Your goal = Extend the kernel mailing-list reply about the fs-writeback plugging patch, picking up right after its final line.

Text shown =
************
Re: [PATCH] fs-writeback: drop wb->list_lock during blk_finish_plug()

Linus Torvalds <torvalds@xxxxxxxxxxxxxxxxxxxx> · Thu, 17 Sep 2015 23:04:03 -0700

On Thu, Sep 17, 2015 at 10:40 PM, Dave Chinner <david@xxxxxxxxxxxxx> wrote:
>
> Ok, makes sense - the plug is not being flushed as we switch away,
> but Chris' patch makes it do that.

Yup.

And I actually think Chris' patch is better than the one I sent out
(but maybe the scheduler people should take a look at the behavior of
cond_resched()), I just wanted you to test that to verify the
behavior.

The fact that Chris' patch ends up lowering the context switches
(because it does the unplugging directly) is also an argument for his
approach.

I just wanted to understand the oddity with kblockd_workqueue. And I
think that's solved.

> Context switches go back to the 4-4500/sec range. Otherwise
> behaviour and performance is indistinguishable from Chris' patch.

.. this was exactly what I wanted to hear. So it sounds like we have
no odd unexplained behavior left in this area.

Which is not to say that there wouldn't be room for improvement, but
it just makes me much happier about the state of these patches to feel
like we understand what was going on.

> PS: just hit another "did this just get broken in 4.3-rc1" issue - I
> can't run blktrace while there's a IO load because:
>
> $ sudo blktrace -d /dev/vdc
> BLKTRACESETUP(2) /dev/vdc failed: 5/Input/output error
> Thread 1 failed open /sys/kernel/debug/block/(null)/trace1: 2/No such file or directory
> ....
************
Raw data =
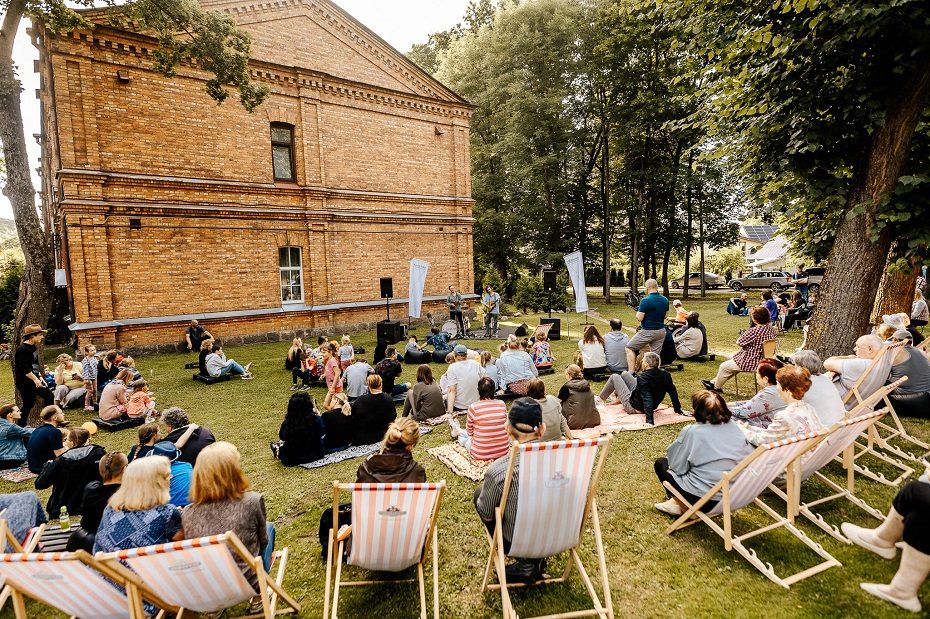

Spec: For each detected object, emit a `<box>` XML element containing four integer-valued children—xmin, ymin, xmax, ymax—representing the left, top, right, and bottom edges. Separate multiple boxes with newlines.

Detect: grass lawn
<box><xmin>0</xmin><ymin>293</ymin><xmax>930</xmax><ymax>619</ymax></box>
************
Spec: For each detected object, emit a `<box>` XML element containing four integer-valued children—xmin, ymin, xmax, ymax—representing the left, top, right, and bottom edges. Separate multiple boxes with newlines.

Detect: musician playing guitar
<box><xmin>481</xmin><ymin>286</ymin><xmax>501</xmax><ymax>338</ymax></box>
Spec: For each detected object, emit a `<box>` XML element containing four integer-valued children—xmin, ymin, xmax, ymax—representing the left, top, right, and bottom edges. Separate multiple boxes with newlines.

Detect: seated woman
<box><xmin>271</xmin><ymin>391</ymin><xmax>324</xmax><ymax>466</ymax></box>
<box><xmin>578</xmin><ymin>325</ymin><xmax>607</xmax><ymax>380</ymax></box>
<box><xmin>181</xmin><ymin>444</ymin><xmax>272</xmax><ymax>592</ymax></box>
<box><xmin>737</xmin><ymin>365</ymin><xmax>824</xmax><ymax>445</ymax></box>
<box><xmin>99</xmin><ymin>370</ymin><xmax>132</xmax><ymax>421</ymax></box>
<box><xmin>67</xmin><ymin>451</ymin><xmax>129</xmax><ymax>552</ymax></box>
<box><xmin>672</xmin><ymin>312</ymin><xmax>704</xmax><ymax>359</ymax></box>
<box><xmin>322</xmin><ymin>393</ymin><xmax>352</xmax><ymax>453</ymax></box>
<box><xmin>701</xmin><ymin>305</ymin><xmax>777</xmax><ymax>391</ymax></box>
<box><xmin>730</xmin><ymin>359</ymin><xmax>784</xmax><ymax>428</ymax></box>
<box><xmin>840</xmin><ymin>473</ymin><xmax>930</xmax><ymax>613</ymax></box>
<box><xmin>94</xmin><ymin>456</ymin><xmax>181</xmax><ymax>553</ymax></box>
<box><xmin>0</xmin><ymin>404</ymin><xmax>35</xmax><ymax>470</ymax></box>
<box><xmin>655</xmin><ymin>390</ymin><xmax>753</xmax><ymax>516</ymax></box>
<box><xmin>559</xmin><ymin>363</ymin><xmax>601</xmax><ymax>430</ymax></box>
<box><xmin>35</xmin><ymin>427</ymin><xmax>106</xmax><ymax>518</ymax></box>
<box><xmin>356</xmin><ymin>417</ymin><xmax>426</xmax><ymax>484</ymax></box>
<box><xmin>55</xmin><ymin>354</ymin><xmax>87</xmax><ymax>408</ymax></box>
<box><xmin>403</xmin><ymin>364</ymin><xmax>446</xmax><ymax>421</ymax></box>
************
Response to the exercise =
>
> [  641.424618] blktrace: page allocation failure: order:5, mode:0x2040d0
> [  641.438933]  [<ffffffff811c1569>] kmem_cache_alloc_trace+0x129/0x400
> [  641.440240]  [<ffffffff811424f8>] relay_open+0x68/0x2c0
> [  641.441299]  [<ffffffff8115deb1>] do_blk_trace_setup+0x191/0x2d0
>
> gdb) l *(relay_open+0x68)
> 0xffffffff811424f8 is in relay_open (kernel/relay.c:582).
> 577                     return NULL;
> 578             if (subbuf_size > UINT_MAX / n_subbufs)
> 579                     return NULL;
> 580
> 581             chan = kzalloc(sizeof(struct rchan), GFP_KERNEL);
> 582             if (!chan)
> 583                     return NULL;
> 584
> 585             chan->version = RELAYFS_CHANNEL_VERSION;
> 586             chan->n_subbufs = n_subbufs;
>
> and struct rchan has a member struct rchan_buf *buf[NR_CPUS];
> and CONFIG_NR_CPUS=8192, hence the attempt at an order 5 allocation
> that fails here....

Hm. Have you always had MAX_SMP (and the NR_CPU==8192 that it causes)?
>From a quick check, none of this code seems to be new.

That said, having that

        struct rchan_buf *buf[NR_CPUS];

in "struct rchan" really is something we should fix. We really should
strive to not allocate things by CONFIG_NR_CPU's, but by the actual
real CPU count.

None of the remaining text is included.